==== PROVIDED INFORMATION

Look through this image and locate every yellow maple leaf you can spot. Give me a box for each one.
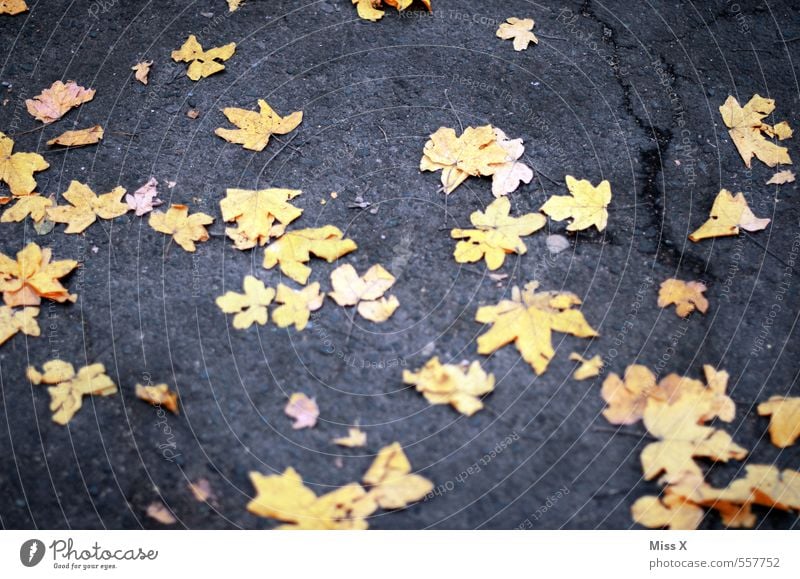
[47,181,130,233]
[27,360,117,426]
[47,125,103,147]
[148,205,214,252]
[172,34,236,81]
[0,0,28,16]
[658,278,708,318]
[363,442,433,509]
[475,281,597,374]
[263,225,358,284]
[333,427,367,448]
[328,263,400,322]
[403,357,494,416]
[247,467,378,530]
[25,80,95,124]
[450,197,547,271]
[0,306,41,344]
[219,189,303,249]
[0,133,50,196]
[569,352,603,380]
[214,99,303,151]
[540,175,611,231]
[0,243,78,306]
[272,282,325,331]
[497,17,539,51]
[719,95,792,167]
[689,189,770,241]
[136,384,179,414]
[758,396,800,448]
[217,275,275,330]
[0,194,53,223]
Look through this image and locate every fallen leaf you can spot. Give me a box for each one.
[136,384,180,414]
[767,169,795,185]
[689,189,770,241]
[131,60,153,84]
[0,306,41,345]
[25,80,95,124]
[758,396,800,448]
[0,243,78,307]
[47,125,103,147]
[47,181,130,233]
[272,282,325,332]
[658,278,708,318]
[214,99,303,151]
[569,352,603,380]
[172,34,236,81]
[125,177,163,217]
[328,263,400,322]
[263,225,358,284]
[27,360,117,426]
[450,197,547,271]
[284,393,319,430]
[363,442,433,509]
[149,205,214,253]
[333,428,367,448]
[219,189,303,250]
[475,281,597,374]
[403,357,494,416]
[147,501,178,525]
[217,275,275,330]
[719,95,792,167]
[0,133,50,196]
[540,175,611,231]
[497,17,539,51]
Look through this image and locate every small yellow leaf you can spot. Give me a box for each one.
[214,99,303,151]
[172,34,236,81]
[540,175,611,231]
[658,278,708,318]
[403,358,494,416]
[149,205,214,253]
[689,189,770,241]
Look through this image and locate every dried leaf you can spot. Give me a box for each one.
[27,360,117,426]
[125,177,163,217]
[0,133,50,196]
[658,278,708,318]
[272,282,325,332]
[136,384,180,414]
[0,243,78,307]
[758,396,800,448]
[403,357,494,416]
[0,306,41,345]
[149,205,214,253]
[47,125,103,147]
[689,189,770,241]
[719,95,792,167]
[475,281,597,374]
[328,263,400,323]
[172,34,236,81]
[450,197,547,271]
[47,181,129,233]
[497,17,539,51]
[217,275,275,330]
[25,80,95,124]
[219,189,303,250]
[284,393,319,430]
[214,99,303,151]
[263,225,358,284]
[540,175,611,231]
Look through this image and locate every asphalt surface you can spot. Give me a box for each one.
[0,0,800,529]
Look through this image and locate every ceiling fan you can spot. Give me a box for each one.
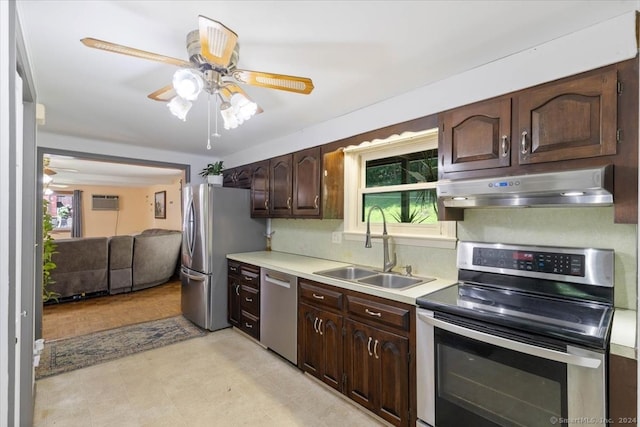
[81,15,313,136]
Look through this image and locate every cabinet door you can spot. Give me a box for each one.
[373,330,409,425]
[269,154,293,217]
[514,68,618,164]
[438,98,511,173]
[298,303,322,378]
[292,147,322,217]
[251,160,269,217]
[345,319,377,413]
[318,311,344,391]
[227,276,241,326]
[322,149,344,219]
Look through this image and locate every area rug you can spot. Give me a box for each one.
[36,316,207,379]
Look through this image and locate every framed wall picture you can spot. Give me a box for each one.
[153,191,167,219]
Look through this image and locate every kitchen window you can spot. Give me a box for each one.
[344,129,456,248]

========

EXERCISE REQUIREMENTS:
Update all the records above by changing "locate" to "find" wherever it appears, keeping everything else unchanged, and leave the pictures out of your answer.

ANSWER TO THIS EXERCISE:
Look through this image and find every yellow maple leaf you can spot. Give me a box for each one.
[47,181,130,233]
[27,360,117,426]
[47,125,103,147]
[148,205,214,252]
[172,34,236,81]
[0,0,28,16]
[658,278,708,318]
[363,442,433,509]
[475,281,597,374]
[263,225,358,284]
[333,427,367,448]
[328,263,400,322]
[403,357,494,416]
[247,467,378,530]
[25,80,95,124]
[450,197,547,271]
[0,306,41,344]
[219,189,303,249]
[0,133,50,196]
[569,352,603,380]
[214,99,303,151]
[540,175,611,231]
[0,243,78,306]
[272,282,325,331]
[497,17,539,51]
[719,95,792,167]
[689,189,770,241]
[136,384,179,414]
[758,396,800,448]
[217,275,275,330]
[0,194,53,223]
Look through this image and find every fallen leaf you can spot. Give me a box for each one.
[136,384,180,414]
[767,169,795,185]
[689,189,770,241]
[131,60,153,84]
[0,306,41,345]
[25,80,95,124]
[758,396,800,448]
[0,243,78,307]
[47,125,103,147]
[47,181,130,233]
[272,282,325,332]
[658,278,708,318]
[214,99,303,151]
[569,352,603,380]
[172,34,236,81]
[125,177,163,217]
[328,263,400,322]
[263,225,358,284]
[27,360,117,426]
[450,197,547,271]
[284,393,319,430]
[363,442,433,509]
[149,205,214,253]
[333,428,367,448]
[219,189,303,250]
[475,281,597,374]
[403,357,494,416]
[147,501,178,525]
[217,275,275,330]
[719,95,792,167]
[0,133,50,196]
[540,175,611,231]
[497,17,539,51]
Look through this image and find every small yellow leaf you can spot. Give me a box for each one.
[214,99,303,151]
[172,34,236,81]
[540,175,611,231]
[658,278,708,318]
[403,358,494,416]
[149,205,214,253]
[689,189,770,241]
Look through this image and find every dried leaf you can spot. Give me a box for each one.
[27,360,117,426]
[125,177,163,217]
[0,133,50,196]
[658,278,708,318]
[272,282,325,332]
[136,384,180,414]
[0,243,78,307]
[758,396,800,448]
[403,357,494,416]
[0,306,41,345]
[149,205,214,253]
[47,125,103,147]
[689,189,770,241]
[719,95,792,167]
[475,281,597,374]
[328,263,400,323]
[172,34,236,81]
[450,197,547,271]
[47,181,129,233]
[497,17,539,51]
[217,275,275,330]
[25,80,95,124]
[219,189,303,250]
[284,393,319,430]
[214,99,303,151]
[263,225,358,284]
[540,175,611,231]
Look through this image and find every asphalt surface you can spot. Give me a box for each one.
[0,0,800,529]
Look through this image and find every ceiling fan you can spot. Give me a box for each one.
[81,15,313,136]
Look through this image and find every cabinet door you can spot. Give me a box for each one.
[373,330,409,425]
[269,154,293,217]
[514,68,618,164]
[438,98,511,173]
[298,303,322,378]
[292,147,322,217]
[251,160,269,217]
[345,319,377,413]
[318,311,344,391]
[227,276,241,326]
[322,149,344,219]
Look through this image and find every area rug you can spot. Give me a box for each one.
[36,316,207,379]
Look through this image and find every framed wall picture you can spot. Give me a box for each one.
[153,191,167,219]
Look through this image and find every kitchen window you can spot. Give me a box for each one.
[344,129,456,248]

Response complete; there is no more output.